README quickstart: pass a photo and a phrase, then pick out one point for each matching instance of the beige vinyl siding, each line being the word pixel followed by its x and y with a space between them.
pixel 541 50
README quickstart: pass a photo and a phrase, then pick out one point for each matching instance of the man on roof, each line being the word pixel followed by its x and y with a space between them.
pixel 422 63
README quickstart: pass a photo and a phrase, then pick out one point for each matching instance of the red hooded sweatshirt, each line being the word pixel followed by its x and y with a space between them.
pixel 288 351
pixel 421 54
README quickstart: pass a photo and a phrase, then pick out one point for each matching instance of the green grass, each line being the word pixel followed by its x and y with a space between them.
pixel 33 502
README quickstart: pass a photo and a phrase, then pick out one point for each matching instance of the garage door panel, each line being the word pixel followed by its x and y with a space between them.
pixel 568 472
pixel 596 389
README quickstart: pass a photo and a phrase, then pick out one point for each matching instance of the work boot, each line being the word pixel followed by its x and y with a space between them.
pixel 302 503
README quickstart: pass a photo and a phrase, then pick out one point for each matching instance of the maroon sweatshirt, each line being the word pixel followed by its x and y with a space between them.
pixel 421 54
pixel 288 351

> [PROBLEM STATEMENT]:
Rewrite the lines from the first one up to and including the line with "pixel 541 50", putting "tan" in place of "beige" and leaving everything else unchanged.

> [TASK OUTPUT]:
README quickstart: pass a photo and a phrase, then pick out one point for each matching instance of the tan vinyl siding, each line being the word pixel followed by its x and y with a space between them.
pixel 541 50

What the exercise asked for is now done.